▶ **WORK INSTRUCTIONS**
In the entries below, find the lines with the word "blue" and copy them.

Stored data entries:

============

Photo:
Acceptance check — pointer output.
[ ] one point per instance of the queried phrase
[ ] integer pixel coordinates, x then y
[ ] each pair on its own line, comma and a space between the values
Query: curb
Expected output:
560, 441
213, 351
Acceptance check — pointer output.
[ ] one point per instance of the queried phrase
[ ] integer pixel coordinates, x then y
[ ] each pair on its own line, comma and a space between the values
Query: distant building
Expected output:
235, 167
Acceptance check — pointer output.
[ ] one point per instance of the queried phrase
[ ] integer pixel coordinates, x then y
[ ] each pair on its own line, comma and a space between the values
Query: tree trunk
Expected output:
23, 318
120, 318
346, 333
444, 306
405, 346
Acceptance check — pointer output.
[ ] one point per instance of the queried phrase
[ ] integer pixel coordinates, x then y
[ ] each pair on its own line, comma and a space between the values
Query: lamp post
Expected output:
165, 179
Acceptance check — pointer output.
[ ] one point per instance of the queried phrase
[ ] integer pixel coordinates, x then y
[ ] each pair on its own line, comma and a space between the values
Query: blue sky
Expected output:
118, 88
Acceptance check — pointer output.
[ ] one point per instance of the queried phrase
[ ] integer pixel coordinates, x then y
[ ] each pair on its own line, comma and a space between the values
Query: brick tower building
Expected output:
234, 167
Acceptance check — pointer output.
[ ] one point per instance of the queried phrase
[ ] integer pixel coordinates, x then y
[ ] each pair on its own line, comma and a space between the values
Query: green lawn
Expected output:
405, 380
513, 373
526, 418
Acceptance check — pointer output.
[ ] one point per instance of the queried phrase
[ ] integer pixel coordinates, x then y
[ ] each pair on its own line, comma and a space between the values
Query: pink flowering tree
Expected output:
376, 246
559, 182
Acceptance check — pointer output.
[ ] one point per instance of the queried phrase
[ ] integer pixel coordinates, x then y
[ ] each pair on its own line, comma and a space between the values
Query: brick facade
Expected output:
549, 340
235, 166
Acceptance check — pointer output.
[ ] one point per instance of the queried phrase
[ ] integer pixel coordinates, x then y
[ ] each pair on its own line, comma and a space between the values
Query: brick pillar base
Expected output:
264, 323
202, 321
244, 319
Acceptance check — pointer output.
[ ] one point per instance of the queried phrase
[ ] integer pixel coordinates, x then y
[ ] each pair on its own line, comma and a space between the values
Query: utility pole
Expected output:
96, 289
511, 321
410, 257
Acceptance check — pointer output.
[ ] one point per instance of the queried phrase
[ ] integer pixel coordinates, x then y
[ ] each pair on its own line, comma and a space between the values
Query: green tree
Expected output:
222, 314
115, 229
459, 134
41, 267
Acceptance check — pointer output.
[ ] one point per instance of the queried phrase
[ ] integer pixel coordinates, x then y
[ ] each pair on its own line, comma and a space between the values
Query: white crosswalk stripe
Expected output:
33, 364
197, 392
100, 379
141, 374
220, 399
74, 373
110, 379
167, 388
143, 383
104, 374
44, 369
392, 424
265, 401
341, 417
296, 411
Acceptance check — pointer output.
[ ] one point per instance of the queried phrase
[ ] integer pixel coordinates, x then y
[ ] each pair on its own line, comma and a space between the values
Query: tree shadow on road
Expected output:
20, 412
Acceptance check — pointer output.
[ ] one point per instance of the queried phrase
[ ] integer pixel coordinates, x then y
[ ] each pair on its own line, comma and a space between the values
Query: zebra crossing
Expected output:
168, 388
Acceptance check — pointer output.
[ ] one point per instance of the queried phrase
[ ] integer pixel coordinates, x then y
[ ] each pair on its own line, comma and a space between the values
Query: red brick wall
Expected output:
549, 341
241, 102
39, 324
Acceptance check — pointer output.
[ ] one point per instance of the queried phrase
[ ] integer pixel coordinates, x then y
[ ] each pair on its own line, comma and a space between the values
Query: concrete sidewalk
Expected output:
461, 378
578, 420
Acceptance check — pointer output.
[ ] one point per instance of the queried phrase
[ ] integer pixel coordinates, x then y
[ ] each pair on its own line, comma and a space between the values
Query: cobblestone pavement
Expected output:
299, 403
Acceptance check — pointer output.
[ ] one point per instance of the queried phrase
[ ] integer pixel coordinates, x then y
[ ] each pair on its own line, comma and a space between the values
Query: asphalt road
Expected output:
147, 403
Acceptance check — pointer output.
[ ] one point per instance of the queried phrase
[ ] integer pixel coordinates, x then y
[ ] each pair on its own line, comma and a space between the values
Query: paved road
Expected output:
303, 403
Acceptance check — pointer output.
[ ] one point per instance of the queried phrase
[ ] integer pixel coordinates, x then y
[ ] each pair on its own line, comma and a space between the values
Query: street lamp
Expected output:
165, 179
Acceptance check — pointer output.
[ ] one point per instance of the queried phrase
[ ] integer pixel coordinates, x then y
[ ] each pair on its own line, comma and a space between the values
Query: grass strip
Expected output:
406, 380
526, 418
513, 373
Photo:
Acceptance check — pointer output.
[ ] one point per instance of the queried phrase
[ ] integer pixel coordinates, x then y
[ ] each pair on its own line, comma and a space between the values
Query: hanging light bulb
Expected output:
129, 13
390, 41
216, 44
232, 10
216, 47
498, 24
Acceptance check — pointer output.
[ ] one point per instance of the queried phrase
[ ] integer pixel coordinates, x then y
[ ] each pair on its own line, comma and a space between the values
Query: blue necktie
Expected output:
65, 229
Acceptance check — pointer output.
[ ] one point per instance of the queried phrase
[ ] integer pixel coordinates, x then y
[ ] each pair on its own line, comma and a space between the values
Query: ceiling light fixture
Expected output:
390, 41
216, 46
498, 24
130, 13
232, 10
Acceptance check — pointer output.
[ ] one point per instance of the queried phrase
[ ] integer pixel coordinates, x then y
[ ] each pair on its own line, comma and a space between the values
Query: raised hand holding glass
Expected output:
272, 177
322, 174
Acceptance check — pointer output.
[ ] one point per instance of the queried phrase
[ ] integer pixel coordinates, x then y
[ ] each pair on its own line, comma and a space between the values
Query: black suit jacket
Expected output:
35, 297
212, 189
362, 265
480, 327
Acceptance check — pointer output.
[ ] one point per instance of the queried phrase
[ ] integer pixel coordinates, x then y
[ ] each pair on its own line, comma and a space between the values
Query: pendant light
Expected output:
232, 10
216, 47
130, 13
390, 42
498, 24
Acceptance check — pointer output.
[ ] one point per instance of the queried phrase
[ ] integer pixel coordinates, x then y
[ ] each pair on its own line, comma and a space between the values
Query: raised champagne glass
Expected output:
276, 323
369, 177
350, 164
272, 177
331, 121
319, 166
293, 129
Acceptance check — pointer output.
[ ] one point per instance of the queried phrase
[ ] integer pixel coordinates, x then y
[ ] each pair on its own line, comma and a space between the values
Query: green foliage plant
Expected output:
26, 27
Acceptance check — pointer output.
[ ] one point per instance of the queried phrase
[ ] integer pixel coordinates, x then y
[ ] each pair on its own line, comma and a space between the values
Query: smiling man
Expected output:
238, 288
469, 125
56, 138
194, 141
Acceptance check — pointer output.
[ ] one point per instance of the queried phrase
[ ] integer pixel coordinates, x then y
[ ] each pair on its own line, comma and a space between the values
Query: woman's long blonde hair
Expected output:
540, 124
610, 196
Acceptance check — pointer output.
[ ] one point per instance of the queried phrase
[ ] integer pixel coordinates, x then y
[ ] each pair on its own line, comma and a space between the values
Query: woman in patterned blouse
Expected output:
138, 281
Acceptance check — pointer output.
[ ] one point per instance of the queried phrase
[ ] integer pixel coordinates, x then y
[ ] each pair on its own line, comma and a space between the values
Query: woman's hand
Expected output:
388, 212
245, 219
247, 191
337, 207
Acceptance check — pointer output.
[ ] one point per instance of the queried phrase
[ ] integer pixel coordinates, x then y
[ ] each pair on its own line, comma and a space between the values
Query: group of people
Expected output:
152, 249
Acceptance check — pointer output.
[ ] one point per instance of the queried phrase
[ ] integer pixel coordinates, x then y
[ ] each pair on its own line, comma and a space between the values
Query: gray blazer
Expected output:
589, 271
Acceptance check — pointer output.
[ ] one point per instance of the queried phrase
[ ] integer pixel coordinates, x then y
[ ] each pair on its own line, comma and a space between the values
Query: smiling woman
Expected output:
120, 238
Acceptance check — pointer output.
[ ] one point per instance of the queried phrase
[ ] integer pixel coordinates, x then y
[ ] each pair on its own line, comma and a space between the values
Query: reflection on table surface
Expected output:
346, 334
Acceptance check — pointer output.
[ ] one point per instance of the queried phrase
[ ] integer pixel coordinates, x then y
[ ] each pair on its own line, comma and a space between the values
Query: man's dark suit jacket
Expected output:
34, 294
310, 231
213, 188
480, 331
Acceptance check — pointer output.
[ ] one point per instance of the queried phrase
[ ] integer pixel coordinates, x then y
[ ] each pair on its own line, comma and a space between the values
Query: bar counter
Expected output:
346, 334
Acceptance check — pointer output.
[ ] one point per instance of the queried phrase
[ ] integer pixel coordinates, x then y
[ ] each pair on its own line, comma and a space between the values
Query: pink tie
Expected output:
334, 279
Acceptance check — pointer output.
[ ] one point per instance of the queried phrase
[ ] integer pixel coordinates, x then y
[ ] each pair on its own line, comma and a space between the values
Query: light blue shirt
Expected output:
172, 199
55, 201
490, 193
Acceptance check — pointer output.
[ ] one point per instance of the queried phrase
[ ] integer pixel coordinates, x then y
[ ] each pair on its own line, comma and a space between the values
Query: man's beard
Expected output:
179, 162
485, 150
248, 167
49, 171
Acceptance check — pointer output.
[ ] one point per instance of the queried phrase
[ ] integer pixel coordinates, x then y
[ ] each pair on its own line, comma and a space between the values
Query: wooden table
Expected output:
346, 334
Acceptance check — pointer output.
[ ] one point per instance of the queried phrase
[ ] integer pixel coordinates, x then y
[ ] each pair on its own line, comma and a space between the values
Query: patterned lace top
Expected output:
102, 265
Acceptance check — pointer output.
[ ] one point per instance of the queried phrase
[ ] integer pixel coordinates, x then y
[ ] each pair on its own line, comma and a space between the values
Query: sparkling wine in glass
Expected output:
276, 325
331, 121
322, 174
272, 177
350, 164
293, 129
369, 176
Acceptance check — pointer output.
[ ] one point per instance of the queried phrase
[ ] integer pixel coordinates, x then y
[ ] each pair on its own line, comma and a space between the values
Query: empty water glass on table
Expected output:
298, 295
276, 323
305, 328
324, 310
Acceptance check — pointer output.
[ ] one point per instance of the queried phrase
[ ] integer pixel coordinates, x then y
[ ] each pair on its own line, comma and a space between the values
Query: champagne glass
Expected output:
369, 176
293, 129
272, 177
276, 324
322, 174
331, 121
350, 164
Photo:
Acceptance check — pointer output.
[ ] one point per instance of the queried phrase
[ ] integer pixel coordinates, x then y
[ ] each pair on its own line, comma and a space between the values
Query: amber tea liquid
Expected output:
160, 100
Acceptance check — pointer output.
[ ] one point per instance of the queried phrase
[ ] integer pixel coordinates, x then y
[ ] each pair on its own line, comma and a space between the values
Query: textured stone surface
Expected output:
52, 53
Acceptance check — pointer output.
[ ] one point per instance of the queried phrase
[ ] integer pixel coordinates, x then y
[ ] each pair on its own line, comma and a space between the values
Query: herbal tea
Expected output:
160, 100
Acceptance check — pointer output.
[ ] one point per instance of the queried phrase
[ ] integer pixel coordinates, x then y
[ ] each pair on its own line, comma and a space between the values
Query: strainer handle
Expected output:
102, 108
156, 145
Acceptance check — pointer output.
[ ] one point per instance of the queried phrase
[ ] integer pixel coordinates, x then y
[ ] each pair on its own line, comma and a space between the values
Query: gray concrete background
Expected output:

============

▶ **RESULT**
Query: blue sky
Query: blue necktie
Query: light blue shirt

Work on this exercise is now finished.